----- Entries supplied
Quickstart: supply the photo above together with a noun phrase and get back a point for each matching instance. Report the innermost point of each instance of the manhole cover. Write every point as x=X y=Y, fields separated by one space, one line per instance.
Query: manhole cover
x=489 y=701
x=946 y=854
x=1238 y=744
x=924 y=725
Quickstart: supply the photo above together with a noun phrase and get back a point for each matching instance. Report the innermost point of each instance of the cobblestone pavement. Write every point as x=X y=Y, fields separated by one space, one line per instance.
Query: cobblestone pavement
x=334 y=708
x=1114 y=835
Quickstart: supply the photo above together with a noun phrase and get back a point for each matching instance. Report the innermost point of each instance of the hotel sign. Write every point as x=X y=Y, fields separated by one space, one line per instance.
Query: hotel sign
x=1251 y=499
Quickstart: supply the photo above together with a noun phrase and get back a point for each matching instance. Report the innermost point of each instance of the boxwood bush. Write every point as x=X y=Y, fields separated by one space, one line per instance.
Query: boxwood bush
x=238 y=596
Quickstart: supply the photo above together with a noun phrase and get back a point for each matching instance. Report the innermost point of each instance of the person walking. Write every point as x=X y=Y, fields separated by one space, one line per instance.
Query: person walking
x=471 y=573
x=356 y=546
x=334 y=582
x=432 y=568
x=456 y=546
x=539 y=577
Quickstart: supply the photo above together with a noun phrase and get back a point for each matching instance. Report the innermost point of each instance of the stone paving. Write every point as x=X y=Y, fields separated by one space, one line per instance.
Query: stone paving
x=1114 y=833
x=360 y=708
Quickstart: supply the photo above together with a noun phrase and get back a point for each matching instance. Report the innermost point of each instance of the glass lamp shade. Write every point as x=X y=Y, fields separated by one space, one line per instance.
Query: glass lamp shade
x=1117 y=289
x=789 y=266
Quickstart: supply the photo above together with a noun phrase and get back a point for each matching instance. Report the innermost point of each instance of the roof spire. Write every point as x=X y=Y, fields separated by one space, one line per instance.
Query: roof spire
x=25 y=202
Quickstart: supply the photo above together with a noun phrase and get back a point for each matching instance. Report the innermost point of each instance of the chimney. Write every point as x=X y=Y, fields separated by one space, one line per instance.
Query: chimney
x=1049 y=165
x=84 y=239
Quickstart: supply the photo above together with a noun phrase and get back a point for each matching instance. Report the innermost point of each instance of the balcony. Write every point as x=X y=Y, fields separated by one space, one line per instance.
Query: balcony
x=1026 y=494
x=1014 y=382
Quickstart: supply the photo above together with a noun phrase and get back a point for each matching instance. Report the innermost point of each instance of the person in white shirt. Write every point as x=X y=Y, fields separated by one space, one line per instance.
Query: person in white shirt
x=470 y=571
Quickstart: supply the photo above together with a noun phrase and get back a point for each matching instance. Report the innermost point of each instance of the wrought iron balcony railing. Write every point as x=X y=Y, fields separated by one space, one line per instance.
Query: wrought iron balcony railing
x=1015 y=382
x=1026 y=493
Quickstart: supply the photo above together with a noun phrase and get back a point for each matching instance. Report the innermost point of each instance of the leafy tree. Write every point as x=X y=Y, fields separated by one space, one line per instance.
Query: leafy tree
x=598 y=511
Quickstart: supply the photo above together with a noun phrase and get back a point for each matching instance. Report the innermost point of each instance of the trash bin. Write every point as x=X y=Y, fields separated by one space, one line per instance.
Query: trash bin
----------
Exercise goal: Every line with "trash" in it should be copied from the entries above.

Task response:
Quickstart: supply the photo above together with a noun phrase and get back a point for each matching instance. Report the innermost point of each instance of the trash bin. Write every point as x=X y=Y, fields separated by one space, one line per instance.
Query: trash bin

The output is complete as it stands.